= Given instruction =
Each entry below is to be duplicated verbatim.

= Data supplied =
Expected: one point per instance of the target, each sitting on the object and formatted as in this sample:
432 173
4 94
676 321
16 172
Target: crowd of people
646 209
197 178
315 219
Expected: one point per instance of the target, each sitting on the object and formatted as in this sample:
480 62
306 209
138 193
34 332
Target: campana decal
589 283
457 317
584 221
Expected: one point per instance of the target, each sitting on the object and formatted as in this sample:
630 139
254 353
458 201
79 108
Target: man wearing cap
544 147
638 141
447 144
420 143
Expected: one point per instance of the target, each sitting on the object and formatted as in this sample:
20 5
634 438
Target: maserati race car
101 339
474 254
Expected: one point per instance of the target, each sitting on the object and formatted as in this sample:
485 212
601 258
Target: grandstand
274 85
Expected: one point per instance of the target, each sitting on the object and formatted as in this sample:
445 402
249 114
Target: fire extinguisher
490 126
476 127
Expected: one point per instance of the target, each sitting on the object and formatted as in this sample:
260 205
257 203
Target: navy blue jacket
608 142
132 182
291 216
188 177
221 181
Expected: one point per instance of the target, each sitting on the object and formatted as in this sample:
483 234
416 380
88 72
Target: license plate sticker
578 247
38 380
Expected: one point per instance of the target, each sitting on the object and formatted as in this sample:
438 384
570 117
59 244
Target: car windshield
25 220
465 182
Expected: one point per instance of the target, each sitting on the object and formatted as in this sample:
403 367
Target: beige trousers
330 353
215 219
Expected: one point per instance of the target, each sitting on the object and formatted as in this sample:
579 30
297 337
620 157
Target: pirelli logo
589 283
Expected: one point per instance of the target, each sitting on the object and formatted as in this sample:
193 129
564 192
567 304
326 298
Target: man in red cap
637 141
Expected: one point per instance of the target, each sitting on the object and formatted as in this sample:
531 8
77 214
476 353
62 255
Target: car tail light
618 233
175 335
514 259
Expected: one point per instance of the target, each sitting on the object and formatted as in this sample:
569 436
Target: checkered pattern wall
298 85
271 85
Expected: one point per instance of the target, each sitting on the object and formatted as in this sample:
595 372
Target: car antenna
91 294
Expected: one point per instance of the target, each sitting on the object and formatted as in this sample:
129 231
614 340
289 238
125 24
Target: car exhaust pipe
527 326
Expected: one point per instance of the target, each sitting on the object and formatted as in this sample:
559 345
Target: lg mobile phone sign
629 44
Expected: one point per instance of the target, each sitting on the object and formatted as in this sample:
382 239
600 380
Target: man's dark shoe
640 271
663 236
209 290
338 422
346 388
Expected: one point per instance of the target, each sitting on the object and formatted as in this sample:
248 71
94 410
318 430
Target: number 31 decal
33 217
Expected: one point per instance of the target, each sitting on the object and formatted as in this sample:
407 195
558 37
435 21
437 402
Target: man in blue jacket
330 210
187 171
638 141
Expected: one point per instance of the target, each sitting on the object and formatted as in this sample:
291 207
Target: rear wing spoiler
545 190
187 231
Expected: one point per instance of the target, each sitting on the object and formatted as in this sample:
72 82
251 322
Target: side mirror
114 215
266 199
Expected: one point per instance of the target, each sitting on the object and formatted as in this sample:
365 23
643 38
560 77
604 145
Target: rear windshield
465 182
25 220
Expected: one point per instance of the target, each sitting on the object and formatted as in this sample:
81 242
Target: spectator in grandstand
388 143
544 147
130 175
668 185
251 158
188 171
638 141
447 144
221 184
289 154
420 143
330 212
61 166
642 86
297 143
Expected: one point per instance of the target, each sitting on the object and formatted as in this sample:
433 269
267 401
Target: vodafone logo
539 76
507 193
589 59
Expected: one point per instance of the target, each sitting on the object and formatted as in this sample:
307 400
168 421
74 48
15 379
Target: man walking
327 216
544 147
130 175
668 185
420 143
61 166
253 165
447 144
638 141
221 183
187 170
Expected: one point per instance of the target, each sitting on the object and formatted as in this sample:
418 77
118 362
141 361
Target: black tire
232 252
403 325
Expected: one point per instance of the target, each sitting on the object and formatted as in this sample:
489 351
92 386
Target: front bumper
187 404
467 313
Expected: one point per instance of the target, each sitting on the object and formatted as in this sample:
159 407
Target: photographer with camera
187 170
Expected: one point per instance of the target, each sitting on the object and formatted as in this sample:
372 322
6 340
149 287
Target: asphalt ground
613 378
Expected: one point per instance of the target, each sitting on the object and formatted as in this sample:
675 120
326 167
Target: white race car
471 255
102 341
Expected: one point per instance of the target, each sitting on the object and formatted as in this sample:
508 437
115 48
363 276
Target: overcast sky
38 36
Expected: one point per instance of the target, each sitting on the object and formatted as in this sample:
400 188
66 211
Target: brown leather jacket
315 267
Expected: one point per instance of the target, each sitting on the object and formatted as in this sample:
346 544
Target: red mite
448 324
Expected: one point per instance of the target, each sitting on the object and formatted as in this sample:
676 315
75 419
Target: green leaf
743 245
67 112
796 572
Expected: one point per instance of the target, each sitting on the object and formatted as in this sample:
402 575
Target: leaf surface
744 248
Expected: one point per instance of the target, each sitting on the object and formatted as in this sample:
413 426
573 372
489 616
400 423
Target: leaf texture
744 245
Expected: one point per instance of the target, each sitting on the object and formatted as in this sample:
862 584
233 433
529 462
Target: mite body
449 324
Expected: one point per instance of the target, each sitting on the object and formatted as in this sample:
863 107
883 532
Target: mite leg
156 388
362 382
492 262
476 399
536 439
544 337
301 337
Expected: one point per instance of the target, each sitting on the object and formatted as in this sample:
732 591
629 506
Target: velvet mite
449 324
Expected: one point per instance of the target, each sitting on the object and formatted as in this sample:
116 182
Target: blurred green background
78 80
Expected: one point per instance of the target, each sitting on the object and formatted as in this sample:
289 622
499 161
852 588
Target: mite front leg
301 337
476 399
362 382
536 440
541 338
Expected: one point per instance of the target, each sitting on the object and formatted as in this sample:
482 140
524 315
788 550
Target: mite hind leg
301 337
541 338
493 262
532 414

= Task result =
Expected: one point per instance of the target, each sitting on the object and formatted as in this sample:
432 173
4 94
676 321
16 172
Target: crowd of people
646 209
197 178
315 219
Expected: one point per instance of the target, each sitting on the object and formatted as in this sample:
480 62
306 209
138 193
34 332
Target: campana decal
589 283
457 317
584 221
Expected: one point per instance of the target, each sitting on the object and formatted as in this sample:
630 139
254 353
458 201
79 108
Target: man wearing cap
544 147
638 141
447 144
420 143
Expected: one point per instance of the target, each sitting on the object and formatted as in this sample:
20 5
634 438
Target: maserati race car
101 339
474 254
Expected: one point per instance of the target, each sitting on the object and formatted as in this sample:
485 212
601 258
Target: grandstand
274 85
Expected: one point per instance of the target, each sitting on the object and formatted as in this sample:
445 402
249 114
Target: fire extinguisher
490 126
476 127
Expected: one point per instance of the target, each sitting on the object and formatted as in this sample:
260 205
257 203
Target: navy blue jacket
608 142
132 182
291 216
188 177
221 181
Expected: one point per instance of the target, each sitting on the object and formatted as in this sample:
483 234
416 380
88 72
Target: license plate sticker
578 247
38 380
Expected: one point per instance of the target, each sitting on the object and formatted as in this sample:
438 384
570 117
59 244
Target: car windshield
25 220
465 182
Expected: one point per instance of the target, each sitting on the object and formatted as in this sample:
403 367
Target: beige trousers
330 353
215 219
Expected: one point per instance of the target, each sitting on the object and formatted as in this sample:
579 30
297 337
620 157
Target: pirelli logo
589 283
Expected: one point per instance of the target, each sitting on the object and formatted as in this sample:
193 129
564 192
567 304
326 298
Target: man in red cap
637 141
Expected: one point per instance of the target, each sitting on the object and formatted as in this sample:
531 8
77 214
476 353
62 255
Target: car tail light
618 233
175 335
514 259
Expected: one point per instance of the target, each sitting on the object and formatted as in this sample:
569 436
Target: checkered pattern wall
298 85
271 85
Expected: one point per instance of the target, each sitting on the object and formatted as in this sample:
595 372
Target: car antenna
91 294
Expected: one point per instance of the target, each sitting on the object and formatted as in this sample:
129 231
614 340
289 238
125 24
Target: car exhaust pipe
527 326
Expected: one point per instance of the target, each sitting on the object and formatted as in this sample:
559 345
Target: lg mobile phone sign
629 44
Expected: one point per instance of the target, each sitting on the object and formatted as in this sample:
382 239
600 380
Target: man's dark shoe
640 271
663 236
209 290
338 422
346 388
Expected: one point per instance of the target, each sitting on the object and formatted as in this sample:
248 71
94 410
318 430
Target: number 31 decal
33 217
Expected: one point per instance of the target, each sitting on the object and formatted as in this sample:
407 195
558 37
435 21
437 402
Target: man in blue jacket
330 210
187 171
638 141
Expected: one point per instance of the target, each sitting on the object and formatted as in this sample:
291 207
Target: rear wing spoiler
545 190
187 231
Expected: one point per instance of the target, each sitting on the object and formatted as in this sample:
72 82
251 322
Target: side mirror
114 215
266 199
Expected: one point per instance of the target, each sitting on the object and formatted as in this sample:
365 23
643 38
560 77
604 145
Target: rear windshield
465 182
25 220
Expected: one point per instance of the target, each sitting on the object and formatted as in this sample:
81 242
Target: spectator in grandstand
388 143
544 147
130 175
668 185
251 158
188 171
638 141
447 144
221 184
289 154
420 143
330 212
61 166
642 86
297 143
Expected: one point per instance of the target, each sitting on the object and formatted as in this sample:
433 269
267 401
Target: vodafone logo
539 76
507 193
589 59
Expected: one point per instance of the target, each sitting on the object and formatted as in this sample:
307 400
168 421
74 48
15 379
Target: man walking
327 216
544 147
130 175
668 185
420 143
61 166
253 165
447 144
638 141
221 183
187 170
Expected: one point per instance of the target, each sitting on the object and formatted as in this sample:
418 77
118 362
141 361
Target: black tire
232 252
403 325
Expected: one point per instance of the target, each sitting on the object and formatted as in this sample:
489 351
92 386
Target: front bumper
187 404
467 313
Expected: one point per instance of the target, each sitting on the object and formatted as in this sample:
159 407
Target: photographer with camera
187 170
Expected: one point per instance of the target, each sitting on the object and formatted as in this sample:
372 322
6 340
149 287
Target: asphalt ground
613 378
Expected: one point per instance of the target, each sitting on the object and formatted as in this sample:
675 120
326 167
Target: white race car
471 255
102 341
Expected: one point per instance of the target, each sitting on the object and formatted as in this sample:
508 437
115 48
363 276
Target: overcast sky
38 36
Expected: one point per instance of the target, each sitting on the object and formatted as in this sample:
400 188
66 211
Target: brown leather jacket
315 267
Expected: one point per instance of the target, each sitting on the object and formatted as in this sample:
346 544
Target: red mite
448 324
Expected: one point per instance of the target, each sitting on the object and formatted as in this sample:
676 315
75 419
Target: green leaf
743 245
67 112
796 572
Expected: one point per instance of the target, each sitting on the object and formatted as in this sample:
402 575
Target: leaf surface
744 248
Expected: one point per instance of the target, each sitting on the object and formatted as in this sample:
413 426
573 372
489 616
400 423
Target: leaf texture
744 245
Expected: one point per instance of the target, each sitting on the object and formatted as in this sample:
862 584
233 433
529 462
Target: mite body
449 324
Expected: one point per instance of the target, each sitting on the object and formatted as in this sample:
863 107
883 532
Target: mite leg
156 388
362 382
492 262
476 399
536 439
544 337
301 337
Expected: one point per instance of the target, each sitting on the object and formatted as in this sample:
732 591
629 506
Target: velvet mite
449 324
Expected: one point per instance of the target, each sitting on the object and formatted as in this sample:
116 182
Target: blurred green background
78 80
Expected: one point per instance of the target, each sitting on the object and formatted as in this sample:
289 622
499 161
852 588
Target: mite front leg
301 337
476 399
362 382
536 440
541 338
Expected: one point per instance of the target, each sitting on the object and formatted as in this sample:
482 140
524 315
788 550
Target: mite hind leg
301 337
541 338
493 262
532 414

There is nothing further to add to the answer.